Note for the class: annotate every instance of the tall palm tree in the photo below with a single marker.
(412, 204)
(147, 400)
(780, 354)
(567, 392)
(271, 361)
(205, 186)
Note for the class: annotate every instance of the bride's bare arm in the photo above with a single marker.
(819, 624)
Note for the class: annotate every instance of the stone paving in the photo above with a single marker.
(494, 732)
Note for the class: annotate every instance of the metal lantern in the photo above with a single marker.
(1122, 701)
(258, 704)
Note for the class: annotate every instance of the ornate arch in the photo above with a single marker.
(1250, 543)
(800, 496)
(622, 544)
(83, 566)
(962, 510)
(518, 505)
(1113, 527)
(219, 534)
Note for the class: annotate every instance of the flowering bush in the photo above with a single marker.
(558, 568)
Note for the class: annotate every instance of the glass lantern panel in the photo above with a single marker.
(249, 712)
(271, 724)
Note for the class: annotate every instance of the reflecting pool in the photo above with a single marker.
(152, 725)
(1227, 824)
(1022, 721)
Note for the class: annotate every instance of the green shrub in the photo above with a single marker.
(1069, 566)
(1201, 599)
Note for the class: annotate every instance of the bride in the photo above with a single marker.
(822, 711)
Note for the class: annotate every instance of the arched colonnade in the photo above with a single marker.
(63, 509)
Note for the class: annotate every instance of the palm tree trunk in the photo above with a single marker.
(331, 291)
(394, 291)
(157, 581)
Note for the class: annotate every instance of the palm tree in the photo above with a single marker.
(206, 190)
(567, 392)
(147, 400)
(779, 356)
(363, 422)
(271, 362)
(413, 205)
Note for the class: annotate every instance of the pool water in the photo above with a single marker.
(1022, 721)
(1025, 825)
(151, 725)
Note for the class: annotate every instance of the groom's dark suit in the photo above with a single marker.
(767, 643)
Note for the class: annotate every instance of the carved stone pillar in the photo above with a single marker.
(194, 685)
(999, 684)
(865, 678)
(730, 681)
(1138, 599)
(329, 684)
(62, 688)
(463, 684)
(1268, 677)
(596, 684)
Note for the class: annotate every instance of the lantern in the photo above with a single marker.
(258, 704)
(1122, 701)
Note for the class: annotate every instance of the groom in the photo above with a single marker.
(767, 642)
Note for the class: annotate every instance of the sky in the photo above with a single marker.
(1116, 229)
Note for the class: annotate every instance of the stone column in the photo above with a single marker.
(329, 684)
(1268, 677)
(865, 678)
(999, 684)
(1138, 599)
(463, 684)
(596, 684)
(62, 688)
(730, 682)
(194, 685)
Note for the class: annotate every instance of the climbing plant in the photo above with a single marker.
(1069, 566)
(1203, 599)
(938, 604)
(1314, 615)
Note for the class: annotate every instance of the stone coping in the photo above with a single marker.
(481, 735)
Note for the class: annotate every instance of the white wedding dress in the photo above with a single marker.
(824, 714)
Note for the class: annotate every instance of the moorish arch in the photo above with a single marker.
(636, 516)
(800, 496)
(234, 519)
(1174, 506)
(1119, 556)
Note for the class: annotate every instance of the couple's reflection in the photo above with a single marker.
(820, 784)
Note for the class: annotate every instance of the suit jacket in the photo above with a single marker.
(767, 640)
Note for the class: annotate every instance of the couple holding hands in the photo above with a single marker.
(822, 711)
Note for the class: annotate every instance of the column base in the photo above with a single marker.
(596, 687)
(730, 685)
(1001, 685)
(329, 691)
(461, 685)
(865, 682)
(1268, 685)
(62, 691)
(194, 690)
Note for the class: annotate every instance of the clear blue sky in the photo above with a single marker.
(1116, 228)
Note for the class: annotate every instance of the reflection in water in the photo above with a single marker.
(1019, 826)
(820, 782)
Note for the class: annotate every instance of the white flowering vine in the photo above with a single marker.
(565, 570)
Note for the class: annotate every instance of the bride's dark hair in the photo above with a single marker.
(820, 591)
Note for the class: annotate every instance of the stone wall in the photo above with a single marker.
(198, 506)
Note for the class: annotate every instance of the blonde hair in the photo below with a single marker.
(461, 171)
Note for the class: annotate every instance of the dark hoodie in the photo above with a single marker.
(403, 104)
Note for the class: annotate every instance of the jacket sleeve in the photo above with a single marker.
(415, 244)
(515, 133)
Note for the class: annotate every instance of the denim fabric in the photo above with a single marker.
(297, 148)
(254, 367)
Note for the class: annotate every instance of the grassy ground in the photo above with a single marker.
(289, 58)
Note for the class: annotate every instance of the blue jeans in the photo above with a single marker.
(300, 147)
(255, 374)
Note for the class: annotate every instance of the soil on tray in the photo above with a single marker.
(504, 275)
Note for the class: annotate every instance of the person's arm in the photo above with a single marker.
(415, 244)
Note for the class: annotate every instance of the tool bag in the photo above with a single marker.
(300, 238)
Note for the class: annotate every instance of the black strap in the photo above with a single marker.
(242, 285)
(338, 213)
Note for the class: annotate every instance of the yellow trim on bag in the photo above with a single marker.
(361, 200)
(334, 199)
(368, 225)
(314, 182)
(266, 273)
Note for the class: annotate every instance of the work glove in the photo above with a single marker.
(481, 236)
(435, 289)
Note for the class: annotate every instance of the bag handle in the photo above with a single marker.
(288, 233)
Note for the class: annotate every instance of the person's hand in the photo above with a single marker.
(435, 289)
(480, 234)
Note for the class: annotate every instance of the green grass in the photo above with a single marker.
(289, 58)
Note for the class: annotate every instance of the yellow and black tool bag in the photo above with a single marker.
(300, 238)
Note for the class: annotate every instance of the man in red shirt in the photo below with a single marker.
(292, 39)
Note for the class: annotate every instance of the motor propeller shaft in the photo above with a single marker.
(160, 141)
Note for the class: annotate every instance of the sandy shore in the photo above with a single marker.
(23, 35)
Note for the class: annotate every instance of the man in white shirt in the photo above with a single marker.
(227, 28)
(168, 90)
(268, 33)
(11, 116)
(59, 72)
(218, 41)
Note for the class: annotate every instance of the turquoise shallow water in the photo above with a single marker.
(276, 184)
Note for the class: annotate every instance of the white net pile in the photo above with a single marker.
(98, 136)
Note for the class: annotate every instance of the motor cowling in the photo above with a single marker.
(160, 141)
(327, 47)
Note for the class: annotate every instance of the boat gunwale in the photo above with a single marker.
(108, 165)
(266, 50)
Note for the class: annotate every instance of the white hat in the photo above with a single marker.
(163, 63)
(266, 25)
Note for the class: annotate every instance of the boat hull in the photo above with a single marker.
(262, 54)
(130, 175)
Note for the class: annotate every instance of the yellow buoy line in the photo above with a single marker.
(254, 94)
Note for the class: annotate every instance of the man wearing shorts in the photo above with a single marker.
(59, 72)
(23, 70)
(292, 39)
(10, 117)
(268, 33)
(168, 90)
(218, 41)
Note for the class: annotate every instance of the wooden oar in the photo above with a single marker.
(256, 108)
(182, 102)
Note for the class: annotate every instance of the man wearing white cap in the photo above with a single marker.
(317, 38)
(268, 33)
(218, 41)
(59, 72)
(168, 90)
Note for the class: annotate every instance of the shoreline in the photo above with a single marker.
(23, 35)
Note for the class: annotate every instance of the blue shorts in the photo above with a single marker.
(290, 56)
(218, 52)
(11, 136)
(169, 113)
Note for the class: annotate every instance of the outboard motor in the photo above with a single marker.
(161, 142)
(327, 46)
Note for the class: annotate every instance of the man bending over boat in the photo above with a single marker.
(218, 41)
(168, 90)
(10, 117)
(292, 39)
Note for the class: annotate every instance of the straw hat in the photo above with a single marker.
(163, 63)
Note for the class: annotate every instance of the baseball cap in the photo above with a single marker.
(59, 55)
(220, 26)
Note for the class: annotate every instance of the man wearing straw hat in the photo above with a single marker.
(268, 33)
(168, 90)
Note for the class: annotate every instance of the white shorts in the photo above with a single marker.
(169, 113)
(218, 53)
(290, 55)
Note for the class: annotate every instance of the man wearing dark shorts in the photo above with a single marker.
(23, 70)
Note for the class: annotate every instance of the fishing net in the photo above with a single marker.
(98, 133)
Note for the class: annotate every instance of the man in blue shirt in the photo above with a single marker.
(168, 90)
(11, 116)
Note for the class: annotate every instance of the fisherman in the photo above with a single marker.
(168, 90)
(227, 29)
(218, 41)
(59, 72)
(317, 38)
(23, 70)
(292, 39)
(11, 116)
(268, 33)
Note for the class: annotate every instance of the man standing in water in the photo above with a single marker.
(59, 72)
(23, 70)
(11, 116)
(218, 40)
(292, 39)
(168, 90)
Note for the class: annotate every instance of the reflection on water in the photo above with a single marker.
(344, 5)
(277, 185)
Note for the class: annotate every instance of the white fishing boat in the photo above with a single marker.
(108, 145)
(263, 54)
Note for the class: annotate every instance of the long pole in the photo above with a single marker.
═══
● **Task requirements**
Write out exactly the lines of the entries above that run from the line containing "Note for the class: annotate every instance of the fisherman" through the last line, including both.

● **Written reply**
Note for the class: annotate every instance of the fisherman in the photo above with a single marker.
(168, 90)
(227, 29)
(218, 41)
(59, 72)
(317, 38)
(23, 70)
(292, 39)
(11, 116)
(268, 33)
Note for the class: annotate every instance of the man standing in water in the photo above with a single marker.
(59, 72)
(23, 70)
(11, 116)
(218, 40)
(292, 39)
(168, 90)
Note for the class: annotate every instance of the reflection on water in the photo above with a single marker.
(344, 5)
(277, 185)
Note for the class: annotate every instance of the white fishing boat in the photo above with a single marker.
(108, 145)
(263, 54)
Note for the class: annotate every instance of the long pole in the photo above with a single marker.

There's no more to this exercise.